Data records
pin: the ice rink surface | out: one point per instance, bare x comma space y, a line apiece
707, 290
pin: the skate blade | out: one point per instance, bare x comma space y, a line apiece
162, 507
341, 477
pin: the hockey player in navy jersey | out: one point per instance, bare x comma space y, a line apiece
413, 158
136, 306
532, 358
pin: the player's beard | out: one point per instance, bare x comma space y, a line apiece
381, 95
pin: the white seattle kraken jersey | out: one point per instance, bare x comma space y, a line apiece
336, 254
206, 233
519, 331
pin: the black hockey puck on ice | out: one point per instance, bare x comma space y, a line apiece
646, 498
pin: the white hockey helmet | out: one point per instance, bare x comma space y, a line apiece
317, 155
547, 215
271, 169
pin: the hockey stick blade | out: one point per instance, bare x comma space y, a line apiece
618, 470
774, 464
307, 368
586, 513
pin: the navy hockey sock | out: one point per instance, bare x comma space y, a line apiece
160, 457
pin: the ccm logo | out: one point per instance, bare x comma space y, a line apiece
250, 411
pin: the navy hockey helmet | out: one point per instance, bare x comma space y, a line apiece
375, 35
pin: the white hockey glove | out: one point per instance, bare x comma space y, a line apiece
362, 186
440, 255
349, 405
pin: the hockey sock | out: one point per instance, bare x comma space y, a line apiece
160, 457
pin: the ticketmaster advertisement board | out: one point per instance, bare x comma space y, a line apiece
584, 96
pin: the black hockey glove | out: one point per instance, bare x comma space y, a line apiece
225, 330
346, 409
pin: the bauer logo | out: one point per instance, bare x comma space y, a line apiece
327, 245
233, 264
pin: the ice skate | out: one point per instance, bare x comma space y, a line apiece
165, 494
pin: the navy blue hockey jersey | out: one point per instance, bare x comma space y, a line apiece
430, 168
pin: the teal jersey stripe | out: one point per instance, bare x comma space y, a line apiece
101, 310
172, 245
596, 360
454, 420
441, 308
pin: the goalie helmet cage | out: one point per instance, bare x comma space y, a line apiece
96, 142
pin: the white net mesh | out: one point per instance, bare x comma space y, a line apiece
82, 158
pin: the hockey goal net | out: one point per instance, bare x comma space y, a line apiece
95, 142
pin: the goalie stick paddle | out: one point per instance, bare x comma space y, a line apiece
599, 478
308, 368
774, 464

• Task description
Return each entry from above without altering a single character.

• Task response
pin: the ice rink surface | out: one point per instance, bare x comma space y, a line apiece
707, 290
pin: the skate blade | out: one point per instance, bare x comma space y, a line apiece
162, 507
341, 477
pin: the hockey player in navy jersey | out: one point per instance, bare x comma space y, a line apiece
413, 158
136, 306
532, 358
pin: the player's beard | out: one point per instance, bare x comma space y, a line apiece
381, 95
pin: the white seattle kraken jersey | out: one point per instance, bare x comma space y, a line apiece
336, 254
206, 233
519, 331
pin: the black hockey puck on ice | out: one point per instance, bare x comma space y, a line apiece
646, 498
pin: the white hockey helmet | out: one point per instance, bare x comma space y, a line apiece
317, 155
547, 215
271, 169
pin: the hockey stick blade | out: one point per instance, bare x comma space y, a line apiece
618, 470
774, 464
307, 368
586, 513
pin: the navy hockey sock | out: one point per instance, bare x comma space y, a line apiece
160, 457
pin: the ccm logo | out: one point per instance, bare x comma space y, a line apiece
250, 411
pin: the navy hockey helmet | out: one point per instance, bare x comma space y, a line apiece
375, 35
pin: the white hockey glove | out: one point per instance, bare x comma space y, a line apiece
362, 186
440, 255
349, 405
pin: the hockey sock | out: one point per instance, bare x comma space y, a line apiece
160, 457
pin: the ticketmaster advertisement board | out: one point per instance, bare x comma space y, a line apiece
584, 96
pin: the black hockey glove | out: one point per instance, bare x comma space y, a line apiece
225, 330
346, 409
pin: the bauer logo | out: one point per instance, bare x comma space y, a line apiece
327, 245
233, 264
pin: the ice skate | out: one point per instance, bare x comma space y, a line apiece
165, 494
pin: the navy blue hockey jersey | out: one point per instance, bare x comma space y, a line apiece
430, 168
pin: the teal jersey stripe | out: one point per instance, bare x comma space y, a line apiece
101, 310
172, 245
596, 360
454, 420
441, 308
pin: the goalie helmet cage | out: one point per instance, bare x comma space y, a line apiece
96, 142
pin: the white net mesh | out: one point per instance, bare x comma space y, a line apiece
82, 158
pin: the hockey goal net | out: one point per instance, bare x comma space y, a line apiece
95, 142
pin: the goalie stick paddle | out: one point per instance, bare x comma space y, a line apiece
599, 478
308, 368
774, 464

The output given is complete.